The global swine industry adopted early-weaning practices a generation ago. However, early weaned piglets have been characterized by poor growth performance, known as the “postweaning lag.” A transient hypersensitivity response to new exposure to soy protein is one reason for the lag in post-weaning growth performance. Soybean meal (SBM) is commonly used as the primary protein source in pig diets. While some of the proteins in SBM are more easily digested, others can be quite difficult, especially for newly weaned piglets. The proteins that cause piglets the most problems include glycinin, which makes up about 40% of the total soybean protein, and β-conglycinin, which makes up about 30% of the total protein.
These soy proteins have been found to be allergenic within the intestinal lumen. Studies indicate that if an allergic reaction is mounted at the intestinal level, a local inflammation is generated, affecting protein and lipid metabolism and damaging the intestinal lining cells as shown by villus atrophy and crypt hyperplasia which reduces nutrient absorption capacity. Some have also suggested that the proliferation of E. coli observed in the nursery phase may be more opportunistic due to these changes, rather than a primary cause. Moreover, unlike antinutritional factors present in SBM, thermal treatment in soybean does not alleviate glycinin and β-conglycinin which exposes nursery piglets to risk. Considering that about 70% of the total soybean proteins are difficult for piglet digestion, it helps explain why a high inclusion of SBM in newly weaned piglet diets can lead to gut health issues often resulting in diarrhea and reduced growth performance. Therefore, SBM inclusion to newly weaned piglet diets is often limited, combining with other animal protein sources which do not contain anti-nutritional factors, such as fish meal, plasma proteins, and milk proteins. However, the digestibility benefits of such animal protein sources come at a cost, as they are more expensive than soybean meal.
Protease Offers Solution:
enzyme feed additive is a broad range protease which hydrolyzes different protein substrates including glycinin and β-conglycinin which can reduce the piglet’s allergic response and help post-weaning growth performance. A study conducted by Novus International investigated the in vitro ability of protease to hydrolyze soybean glycinin and β- conglycinin and then evaluated the in vivo effects of protease on performance, intestinal morphology, and inflammatory response of nursery piglets fed corn-soybean diets with different crude protein concentrations. A saturated protease solution (1 ml) was added to two blank controls of either glycinin or β-conglycinin.
The in vitro study clearly demonstrated the ability of protease to hydrolyze glycinin and β- conglycinin (figure 1). While only 12% of the glycinin and 24% of the β-conglycinin were hydrolyzed in the control, 95% of the glycinin and 89% of the β-conglycinin were hydrolyzed in the incubations with added protease.
────
## Your objective
Could you echo the stretch of the piglet soy protein text from "The global swine" through "the total protein.", word for word?

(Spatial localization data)
────
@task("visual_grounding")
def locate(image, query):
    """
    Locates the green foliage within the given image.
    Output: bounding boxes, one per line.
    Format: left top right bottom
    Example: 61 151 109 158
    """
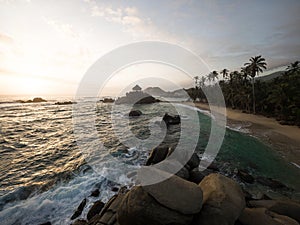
186 59 300 126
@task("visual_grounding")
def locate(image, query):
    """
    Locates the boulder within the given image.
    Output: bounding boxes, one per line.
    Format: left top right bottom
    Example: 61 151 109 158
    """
237 170 254 184
197 174 246 225
71 198 86 220
189 168 205 184
139 167 202 215
146 147 171 166
249 200 300 223
117 186 193 225
86 200 104 220
128 110 143 117
187 153 200 170
256 177 287 189
90 188 100 197
162 113 180 126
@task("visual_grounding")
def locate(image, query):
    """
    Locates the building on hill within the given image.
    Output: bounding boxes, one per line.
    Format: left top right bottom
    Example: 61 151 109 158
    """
132 85 142 91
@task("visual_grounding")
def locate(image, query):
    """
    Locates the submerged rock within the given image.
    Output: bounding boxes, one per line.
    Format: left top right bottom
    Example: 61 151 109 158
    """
128 110 143 117
196 174 246 225
237 170 254 184
146 147 171 166
71 198 86 220
87 200 105 220
162 113 180 126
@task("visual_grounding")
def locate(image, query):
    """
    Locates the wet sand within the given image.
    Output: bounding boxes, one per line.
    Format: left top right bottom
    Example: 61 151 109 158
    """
187 103 300 165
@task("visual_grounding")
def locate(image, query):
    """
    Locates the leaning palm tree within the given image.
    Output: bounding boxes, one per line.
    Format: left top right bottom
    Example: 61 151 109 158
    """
244 55 267 114
220 69 229 80
286 61 300 74
194 76 199 88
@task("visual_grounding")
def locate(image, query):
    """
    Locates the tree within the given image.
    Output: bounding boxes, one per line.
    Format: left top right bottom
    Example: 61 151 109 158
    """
244 55 267 114
220 69 229 80
286 61 300 74
194 76 199 88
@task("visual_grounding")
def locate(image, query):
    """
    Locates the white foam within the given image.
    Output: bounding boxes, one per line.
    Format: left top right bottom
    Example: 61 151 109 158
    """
0 170 132 225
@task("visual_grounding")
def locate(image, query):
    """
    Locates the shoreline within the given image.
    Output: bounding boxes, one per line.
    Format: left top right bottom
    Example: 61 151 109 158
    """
185 102 300 168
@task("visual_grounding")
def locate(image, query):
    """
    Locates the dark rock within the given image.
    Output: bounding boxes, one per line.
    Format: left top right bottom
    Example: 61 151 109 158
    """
162 113 180 126
128 110 143 117
187 153 200 170
198 174 246 225
32 97 47 102
72 219 88 225
90 189 100 197
88 192 124 225
86 200 104 220
111 187 119 192
102 98 115 103
139 167 202 214
155 159 189 180
71 198 86 220
40 221 51 225
189 168 205 184
237 170 254 184
256 177 287 189
117 186 193 225
55 101 76 105
146 147 171 166
249 200 300 223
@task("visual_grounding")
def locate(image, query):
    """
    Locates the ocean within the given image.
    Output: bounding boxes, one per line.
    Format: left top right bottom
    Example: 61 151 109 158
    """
0 96 300 225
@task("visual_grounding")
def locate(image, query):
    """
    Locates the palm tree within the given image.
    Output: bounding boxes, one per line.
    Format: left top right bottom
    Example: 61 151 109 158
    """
244 55 267 114
220 69 229 80
194 76 199 88
286 61 300 74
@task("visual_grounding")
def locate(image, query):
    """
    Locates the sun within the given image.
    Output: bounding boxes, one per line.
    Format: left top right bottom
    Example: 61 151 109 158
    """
16 77 47 95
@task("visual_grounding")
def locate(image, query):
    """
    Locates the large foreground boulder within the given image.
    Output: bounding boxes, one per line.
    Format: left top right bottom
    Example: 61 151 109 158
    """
117 186 193 225
143 168 203 214
195 174 246 225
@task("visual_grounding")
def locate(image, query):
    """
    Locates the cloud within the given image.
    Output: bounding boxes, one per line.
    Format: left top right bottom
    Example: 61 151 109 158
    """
45 18 79 39
0 33 14 44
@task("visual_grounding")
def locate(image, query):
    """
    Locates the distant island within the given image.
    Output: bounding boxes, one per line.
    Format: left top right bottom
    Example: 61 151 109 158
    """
115 85 159 104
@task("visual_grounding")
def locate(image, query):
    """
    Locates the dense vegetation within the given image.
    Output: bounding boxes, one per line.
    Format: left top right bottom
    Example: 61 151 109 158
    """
187 56 300 126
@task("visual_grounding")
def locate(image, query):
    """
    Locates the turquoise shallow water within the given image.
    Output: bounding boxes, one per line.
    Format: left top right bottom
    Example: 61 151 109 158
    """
0 99 300 224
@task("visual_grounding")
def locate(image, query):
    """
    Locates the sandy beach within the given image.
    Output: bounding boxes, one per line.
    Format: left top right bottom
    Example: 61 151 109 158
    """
187 103 300 167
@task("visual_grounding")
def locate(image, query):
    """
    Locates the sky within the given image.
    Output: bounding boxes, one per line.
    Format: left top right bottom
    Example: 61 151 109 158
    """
────
## Answer below
The global swine industry adopted early-weaning practices a generation ago. However, early weaned piglets have been characterized by poor growth performance, known as the “postweaning lag.” A transient hypersensitivity response to new exposure to soy protein is one reason for the lag in post-weaning growth performance. Soybean meal (SBM) is commonly used as the primary protein source in pig diets. While some of the proteins in SBM are more easily digested, others can be quite difficult, especially for newly weaned piglets. The proteins that cause piglets the most problems include glycinin, which makes up about 40% of the total soybean protein, and β-conglycinin, which makes up about 30% of the total protein.